Stored entries
==================================================
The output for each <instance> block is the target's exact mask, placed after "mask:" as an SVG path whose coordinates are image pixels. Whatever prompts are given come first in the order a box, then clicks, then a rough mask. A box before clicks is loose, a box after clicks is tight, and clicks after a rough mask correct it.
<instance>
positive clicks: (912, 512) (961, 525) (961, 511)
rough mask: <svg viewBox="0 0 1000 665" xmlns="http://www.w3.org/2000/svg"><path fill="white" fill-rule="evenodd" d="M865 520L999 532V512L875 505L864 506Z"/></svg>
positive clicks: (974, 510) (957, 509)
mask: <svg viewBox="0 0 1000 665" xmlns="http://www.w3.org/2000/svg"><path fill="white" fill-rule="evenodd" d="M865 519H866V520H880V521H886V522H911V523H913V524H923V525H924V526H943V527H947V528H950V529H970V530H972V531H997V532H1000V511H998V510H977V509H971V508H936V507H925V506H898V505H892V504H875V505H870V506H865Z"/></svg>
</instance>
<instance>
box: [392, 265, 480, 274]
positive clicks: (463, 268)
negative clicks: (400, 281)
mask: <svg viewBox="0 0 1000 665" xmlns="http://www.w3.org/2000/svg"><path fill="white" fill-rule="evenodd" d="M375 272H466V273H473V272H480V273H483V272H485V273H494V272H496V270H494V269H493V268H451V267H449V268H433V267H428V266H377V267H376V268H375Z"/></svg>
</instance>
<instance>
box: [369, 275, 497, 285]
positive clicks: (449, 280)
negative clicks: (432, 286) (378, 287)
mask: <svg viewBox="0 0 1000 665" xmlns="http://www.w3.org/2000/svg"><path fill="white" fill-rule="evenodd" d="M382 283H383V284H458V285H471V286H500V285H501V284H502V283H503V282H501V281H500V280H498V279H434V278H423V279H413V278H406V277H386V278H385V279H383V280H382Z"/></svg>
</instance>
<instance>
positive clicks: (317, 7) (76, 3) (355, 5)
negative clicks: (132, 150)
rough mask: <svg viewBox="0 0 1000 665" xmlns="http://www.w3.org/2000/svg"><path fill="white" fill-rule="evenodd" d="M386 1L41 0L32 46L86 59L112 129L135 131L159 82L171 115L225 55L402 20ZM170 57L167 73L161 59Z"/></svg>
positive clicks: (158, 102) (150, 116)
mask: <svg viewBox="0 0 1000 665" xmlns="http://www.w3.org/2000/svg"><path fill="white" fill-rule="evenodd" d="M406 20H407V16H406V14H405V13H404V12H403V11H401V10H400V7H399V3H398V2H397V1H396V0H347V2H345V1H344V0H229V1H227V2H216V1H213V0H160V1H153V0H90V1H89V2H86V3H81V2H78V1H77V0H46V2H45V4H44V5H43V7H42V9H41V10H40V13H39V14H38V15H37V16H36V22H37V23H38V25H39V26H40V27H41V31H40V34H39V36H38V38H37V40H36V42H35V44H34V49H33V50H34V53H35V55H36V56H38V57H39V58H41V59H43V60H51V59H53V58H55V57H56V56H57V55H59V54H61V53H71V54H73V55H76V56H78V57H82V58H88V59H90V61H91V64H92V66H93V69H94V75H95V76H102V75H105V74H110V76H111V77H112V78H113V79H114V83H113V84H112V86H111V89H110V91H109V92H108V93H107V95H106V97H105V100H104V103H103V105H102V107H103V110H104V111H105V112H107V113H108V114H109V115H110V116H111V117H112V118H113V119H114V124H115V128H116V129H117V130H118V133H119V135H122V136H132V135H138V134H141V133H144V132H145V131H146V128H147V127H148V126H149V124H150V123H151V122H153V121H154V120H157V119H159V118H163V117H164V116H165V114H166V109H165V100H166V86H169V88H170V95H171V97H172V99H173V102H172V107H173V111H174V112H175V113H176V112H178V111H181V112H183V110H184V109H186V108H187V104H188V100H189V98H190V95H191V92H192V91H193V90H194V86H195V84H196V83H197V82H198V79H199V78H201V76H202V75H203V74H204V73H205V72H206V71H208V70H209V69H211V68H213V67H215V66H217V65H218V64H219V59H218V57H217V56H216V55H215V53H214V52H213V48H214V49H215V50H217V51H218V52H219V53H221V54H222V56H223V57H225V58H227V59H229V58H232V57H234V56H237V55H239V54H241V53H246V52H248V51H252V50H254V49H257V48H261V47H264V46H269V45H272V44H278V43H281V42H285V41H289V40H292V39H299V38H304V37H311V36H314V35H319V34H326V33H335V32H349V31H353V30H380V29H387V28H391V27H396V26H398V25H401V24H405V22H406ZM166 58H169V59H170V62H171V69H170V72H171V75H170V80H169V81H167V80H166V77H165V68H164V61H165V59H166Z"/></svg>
==================================================
The required output is the complete set of records, reproduced exactly.

The output for each <instance> block is the target's exact mask, placed after "mask:" as an SVG path whose coordinates are image pixels. Whatever prompts are given come first in the order a box, then clicks, then a rough mask. A box before clicks is loose, a box after clicks is tight, and clicks after a rough mask correct it.
<instance>
positive clicks: (912, 512) (961, 525) (961, 511)
rough mask: <svg viewBox="0 0 1000 665" xmlns="http://www.w3.org/2000/svg"><path fill="white" fill-rule="evenodd" d="M865 520L999 532V512L875 505L864 506Z"/></svg>
positive clicks: (974, 510) (957, 509)
mask: <svg viewBox="0 0 1000 665" xmlns="http://www.w3.org/2000/svg"><path fill="white" fill-rule="evenodd" d="M865 519H866V520H880V521H886V522H911V523H913V524H923V525H924V526H943V527H947V528H950V529H970V530H972V531H997V532H1000V511H998V510H977V509H971V508H936V507H925V506H898V505H892V504H875V505H870V506H865Z"/></svg>
</instance>
<instance>
box: [392, 265, 480, 274]
positive clicks: (463, 268)
negative clicks: (400, 281)
mask: <svg viewBox="0 0 1000 665" xmlns="http://www.w3.org/2000/svg"><path fill="white" fill-rule="evenodd" d="M375 272H466V273H473V272H480V273H483V272H485V273H494V272H496V270H494V269H493V268H451V267H449V268H433V267H428V266H377V267H376V268H375Z"/></svg>
</instance>
<instance>
box: [369, 275, 497, 285]
positive clicks: (449, 280)
negative clicks: (432, 286) (378, 287)
mask: <svg viewBox="0 0 1000 665" xmlns="http://www.w3.org/2000/svg"><path fill="white" fill-rule="evenodd" d="M382 283H383V284H458V285H471V286H500V285H501V284H502V283H503V282H501V281H500V280H498V279H434V278H423V279H413V278H406V277H386V278H385V279H383V280H382Z"/></svg>
</instance>
<instance>
positive clicks: (317, 7) (76, 3) (355, 5)
negative clicks: (132, 150)
rough mask: <svg viewBox="0 0 1000 665" xmlns="http://www.w3.org/2000/svg"><path fill="white" fill-rule="evenodd" d="M386 1L41 0L32 46L86 59L112 129L135 131L159 82L171 115L225 55L402 20ZM170 57L167 73L161 59Z"/></svg>
positive clicks: (158, 102) (150, 116)
mask: <svg viewBox="0 0 1000 665" xmlns="http://www.w3.org/2000/svg"><path fill="white" fill-rule="evenodd" d="M406 20H407V16H406V14H405V13H404V12H403V11H401V10H400V7H399V3H398V2H397V1H396V0H347V2H345V1H344V0H229V1H227V2H216V1H213V0H160V1H153V0H90V1H89V2H86V3H81V2H78V1H77V0H46V2H45V4H44V5H43V7H42V9H41V10H40V13H39V14H38V15H37V16H36V22H37V23H38V25H39V26H40V27H41V31H40V34H39V36H38V38H37V40H36V42H35V44H34V49H33V50H34V53H35V55H36V56H38V57H39V58H41V59H43V60H51V59H53V58H55V57H56V56H57V55H59V54H61V53H71V54H73V55H76V56H78V57H82V58H88V59H90V61H91V64H92V66H93V69H94V75H95V76H102V75H105V74H110V76H111V77H112V78H113V79H114V83H113V84H112V86H111V89H110V91H109V92H108V93H107V95H106V97H105V100H104V103H103V105H102V107H103V110H104V111H105V112H107V113H108V114H109V115H110V116H111V117H112V118H113V119H114V124H115V128H116V129H117V130H118V133H119V135H122V136H132V135H138V134H141V133H144V132H145V131H146V128H147V127H148V126H149V124H150V123H151V122H153V121H154V120H157V119H159V118H163V117H164V116H165V114H166V109H165V100H166V86H169V88H170V95H171V97H172V99H173V102H172V107H173V111H174V112H175V113H176V112H178V111H181V112H183V110H184V109H186V108H187V104H188V100H189V98H190V95H191V92H192V91H193V90H194V86H195V84H196V83H197V82H198V79H199V78H201V76H202V75H203V74H204V73H205V72H206V71H208V70H209V69H211V68H213V67H215V66H217V65H218V64H219V59H218V57H217V56H216V55H215V53H214V52H213V48H214V49H215V50H217V51H218V52H219V53H221V54H222V56H223V57H225V58H227V59H229V58H232V57H234V56H237V55H239V54H241V53H246V52H248V51H252V50H254V49H257V48H261V47H264V46H269V45H272V44H278V43H281V42H285V41H289V40H292V39H299V38H304V37H311V36H314V35H319V34H326V33H335V32H349V31H353V30H380V29H387V28H391V27H396V26H398V25H401V24H405V22H406ZM166 58H169V59H170V62H171V69H170V72H171V75H170V80H169V81H167V80H166V77H165V68H164V61H165V59H166Z"/></svg>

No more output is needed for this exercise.